## What is needed
According to the soccer player profile below, against which team did Torres make his professional debut?

Alann Torres (born September 24, 2003) is an American professional soccer player who plays as a midfielder for Indy Eleven.

Career

Youth 
From 8U-14U, Torres played club soccer for Magic SC (now Indiana Fire Academy North), based out of Middlebury, IN.  He then played briefly for Elkhart County United before moving to Indiana Fire Juniors.  He played two years of high school soccer at Bethany Christian High School.  

In 2021, Torres was part of Indy Eleven's USL Academy League team that won the USL Academy League Playoffs in Tampa, Florida, earning First Team All-Tournament honors after scoring two goals and two assists.

Professional 
Torres was signed to a USL Academy contract by USL Championship side Indy Eleven on August 9, 2021. Torres made his professional debut on September 22, 2021, coming on as a substitution in the 82nd minute of a 1–0 loss to Memphis 901 FC.

## Data extract
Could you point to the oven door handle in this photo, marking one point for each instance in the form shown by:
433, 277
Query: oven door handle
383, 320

## The result
Memphis 901 FC